Task prompt:
From the records below, set down exactly the lines starting with the line that contains "Target: blue folder" and going on through the line that contains "Target: red and white checked shirt". Nothing else is wanted.

Task material:

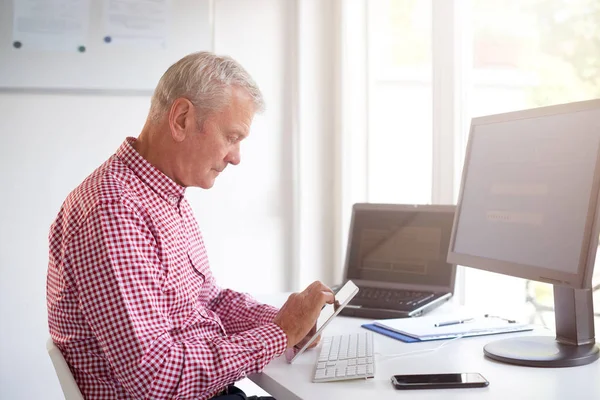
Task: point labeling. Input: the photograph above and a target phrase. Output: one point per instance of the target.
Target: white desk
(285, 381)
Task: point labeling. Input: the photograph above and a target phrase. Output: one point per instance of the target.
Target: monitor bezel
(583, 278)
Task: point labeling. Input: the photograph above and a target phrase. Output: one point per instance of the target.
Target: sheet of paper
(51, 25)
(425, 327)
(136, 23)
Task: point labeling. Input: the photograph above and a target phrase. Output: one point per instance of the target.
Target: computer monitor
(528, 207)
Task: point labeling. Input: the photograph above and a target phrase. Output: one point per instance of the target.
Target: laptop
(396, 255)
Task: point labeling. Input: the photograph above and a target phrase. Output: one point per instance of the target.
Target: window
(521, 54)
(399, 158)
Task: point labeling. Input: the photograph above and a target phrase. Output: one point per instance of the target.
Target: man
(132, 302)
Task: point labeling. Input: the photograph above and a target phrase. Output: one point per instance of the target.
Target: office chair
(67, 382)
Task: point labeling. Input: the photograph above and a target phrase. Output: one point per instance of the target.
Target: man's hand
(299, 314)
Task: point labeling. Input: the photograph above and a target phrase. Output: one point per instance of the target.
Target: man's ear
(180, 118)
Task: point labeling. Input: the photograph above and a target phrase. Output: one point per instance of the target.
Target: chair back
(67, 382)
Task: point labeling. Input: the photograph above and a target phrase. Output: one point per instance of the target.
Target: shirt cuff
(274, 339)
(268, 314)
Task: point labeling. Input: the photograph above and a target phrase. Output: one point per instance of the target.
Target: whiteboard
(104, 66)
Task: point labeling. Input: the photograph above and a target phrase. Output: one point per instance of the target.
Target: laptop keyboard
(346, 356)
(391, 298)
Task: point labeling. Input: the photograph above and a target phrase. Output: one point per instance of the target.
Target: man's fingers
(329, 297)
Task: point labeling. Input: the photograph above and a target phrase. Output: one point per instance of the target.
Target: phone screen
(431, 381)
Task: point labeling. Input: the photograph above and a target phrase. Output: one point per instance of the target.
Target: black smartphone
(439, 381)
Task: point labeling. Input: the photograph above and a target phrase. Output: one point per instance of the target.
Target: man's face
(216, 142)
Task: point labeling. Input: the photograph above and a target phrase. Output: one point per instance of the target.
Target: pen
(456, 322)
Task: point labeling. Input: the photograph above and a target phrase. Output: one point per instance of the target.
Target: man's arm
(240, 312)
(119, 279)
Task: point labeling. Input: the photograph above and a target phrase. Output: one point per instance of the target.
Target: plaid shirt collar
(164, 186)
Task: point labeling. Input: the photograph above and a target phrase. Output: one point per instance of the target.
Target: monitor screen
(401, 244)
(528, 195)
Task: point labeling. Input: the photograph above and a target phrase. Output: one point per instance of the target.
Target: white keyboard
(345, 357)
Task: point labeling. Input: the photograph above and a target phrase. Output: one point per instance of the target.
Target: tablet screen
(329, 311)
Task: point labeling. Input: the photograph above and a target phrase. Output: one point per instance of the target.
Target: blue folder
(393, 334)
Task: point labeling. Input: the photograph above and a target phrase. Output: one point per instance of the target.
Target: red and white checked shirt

--

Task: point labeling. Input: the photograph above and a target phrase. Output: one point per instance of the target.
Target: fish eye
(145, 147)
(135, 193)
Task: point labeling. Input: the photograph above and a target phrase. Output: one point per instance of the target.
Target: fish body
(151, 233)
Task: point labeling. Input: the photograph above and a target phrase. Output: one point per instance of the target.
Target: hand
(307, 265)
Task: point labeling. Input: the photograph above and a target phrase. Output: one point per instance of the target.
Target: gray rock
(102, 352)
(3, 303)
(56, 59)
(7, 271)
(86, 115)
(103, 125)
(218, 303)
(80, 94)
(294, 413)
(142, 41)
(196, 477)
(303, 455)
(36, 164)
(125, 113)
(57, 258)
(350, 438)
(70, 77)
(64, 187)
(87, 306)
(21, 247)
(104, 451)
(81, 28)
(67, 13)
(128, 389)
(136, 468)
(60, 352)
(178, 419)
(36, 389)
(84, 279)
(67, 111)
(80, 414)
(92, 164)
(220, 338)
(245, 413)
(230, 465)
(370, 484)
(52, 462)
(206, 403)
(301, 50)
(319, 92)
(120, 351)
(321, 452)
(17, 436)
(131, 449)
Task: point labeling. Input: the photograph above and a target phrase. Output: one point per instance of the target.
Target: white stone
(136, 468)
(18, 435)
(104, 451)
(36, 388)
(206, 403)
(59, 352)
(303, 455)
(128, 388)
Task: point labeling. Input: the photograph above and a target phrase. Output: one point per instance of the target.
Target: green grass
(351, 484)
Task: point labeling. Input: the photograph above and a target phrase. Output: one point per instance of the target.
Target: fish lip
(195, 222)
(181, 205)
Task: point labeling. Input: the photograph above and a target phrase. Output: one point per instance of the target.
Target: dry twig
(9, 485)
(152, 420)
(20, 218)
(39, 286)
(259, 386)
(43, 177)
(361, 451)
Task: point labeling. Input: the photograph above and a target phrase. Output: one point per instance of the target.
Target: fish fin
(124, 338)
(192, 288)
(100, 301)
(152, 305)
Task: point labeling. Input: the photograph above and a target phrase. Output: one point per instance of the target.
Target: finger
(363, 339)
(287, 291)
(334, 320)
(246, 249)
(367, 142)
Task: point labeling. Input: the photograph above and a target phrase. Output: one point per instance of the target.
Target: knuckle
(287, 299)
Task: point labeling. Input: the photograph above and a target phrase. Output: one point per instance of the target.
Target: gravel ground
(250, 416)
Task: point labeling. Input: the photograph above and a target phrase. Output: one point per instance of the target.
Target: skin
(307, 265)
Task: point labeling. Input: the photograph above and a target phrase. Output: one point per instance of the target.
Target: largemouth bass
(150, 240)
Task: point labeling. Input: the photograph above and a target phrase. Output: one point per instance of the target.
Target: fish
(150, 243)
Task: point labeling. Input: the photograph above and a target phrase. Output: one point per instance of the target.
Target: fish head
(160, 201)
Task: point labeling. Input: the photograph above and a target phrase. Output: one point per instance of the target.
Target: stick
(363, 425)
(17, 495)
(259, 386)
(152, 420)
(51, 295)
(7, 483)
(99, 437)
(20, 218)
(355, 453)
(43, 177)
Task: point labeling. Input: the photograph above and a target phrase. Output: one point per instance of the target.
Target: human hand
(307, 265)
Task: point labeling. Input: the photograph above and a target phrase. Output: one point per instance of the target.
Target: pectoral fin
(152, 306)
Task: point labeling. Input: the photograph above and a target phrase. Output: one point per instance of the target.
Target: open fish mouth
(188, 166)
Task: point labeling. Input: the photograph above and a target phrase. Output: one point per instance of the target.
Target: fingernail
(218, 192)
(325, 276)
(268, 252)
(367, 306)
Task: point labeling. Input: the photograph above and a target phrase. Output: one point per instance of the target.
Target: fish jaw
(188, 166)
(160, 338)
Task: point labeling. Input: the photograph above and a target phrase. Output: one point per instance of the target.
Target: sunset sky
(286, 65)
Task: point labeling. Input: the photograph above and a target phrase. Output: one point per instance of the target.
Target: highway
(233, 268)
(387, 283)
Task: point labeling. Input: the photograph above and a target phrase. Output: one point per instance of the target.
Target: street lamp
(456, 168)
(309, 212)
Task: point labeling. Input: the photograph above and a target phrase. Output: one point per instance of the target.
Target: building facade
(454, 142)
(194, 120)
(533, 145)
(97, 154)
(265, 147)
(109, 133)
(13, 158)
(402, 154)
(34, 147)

Your solution:
Target: blue folder
(393, 334)
Task: point labeling. Input: the photograph above and a target phrase. Output: one point per instance of the target.
Target: red and white checked shirt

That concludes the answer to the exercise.